**Exercise requirements:** What is needed is an exact transcription of the line with "Target: green rim on plate" and all the lines that follow it in the entries below; add nothing else.

Referring expression pointing data:
|---|
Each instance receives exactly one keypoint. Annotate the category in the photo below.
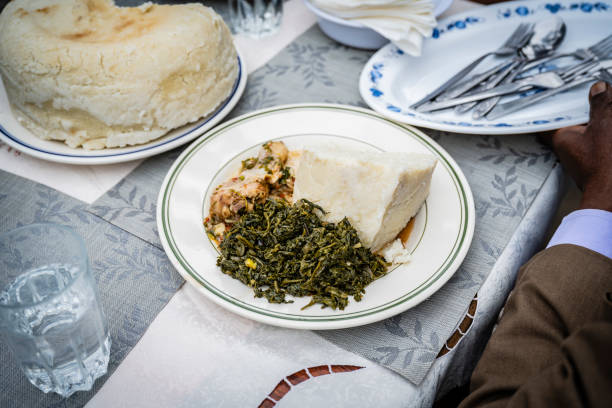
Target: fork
(544, 80)
(513, 43)
(603, 46)
(595, 52)
(513, 106)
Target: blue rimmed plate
(20, 138)
(391, 80)
(439, 241)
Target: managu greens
(280, 249)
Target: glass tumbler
(255, 18)
(50, 315)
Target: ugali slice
(377, 192)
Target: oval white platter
(391, 81)
(440, 239)
(20, 138)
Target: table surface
(197, 354)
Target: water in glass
(51, 318)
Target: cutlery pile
(526, 70)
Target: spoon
(547, 36)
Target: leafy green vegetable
(280, 249)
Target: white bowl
(356, 34)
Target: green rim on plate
(460, 239)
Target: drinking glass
(255, 18)
(50, 314)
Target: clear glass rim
(82, 248)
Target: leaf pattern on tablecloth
(310, 61)
(511, 200)
(134, 203)
(421, 349)
(504, 174)
(497, 153)
(136, 263)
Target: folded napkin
(404, 22)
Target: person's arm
(553, 344)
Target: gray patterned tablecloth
(135, 280)
(504, 172)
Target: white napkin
(404, 22)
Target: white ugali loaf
(377, 192)
(95, 75)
|---|
**Response to this exercise:**
Target: green rim on plate
(460, 239)
Target: drinking glass
(255, 18)
(50, 314)
Target: clear glass rim
(82, 248)
Target: leaf pattern on tablecloth
(310, 61)
(511, 200)
(134, 203)
(421, 349)
(504, 174)
(497, 153)
(136, 263)
Target: folded napkin
(404, 22)
Target: person's arm
(553, 344)
Target: gray patterned tablecloth
(135, 280)
(504, 172)
Target: white napkin
(404, 22)
Target: white ugali loaf
(377, 192)
(95, 75)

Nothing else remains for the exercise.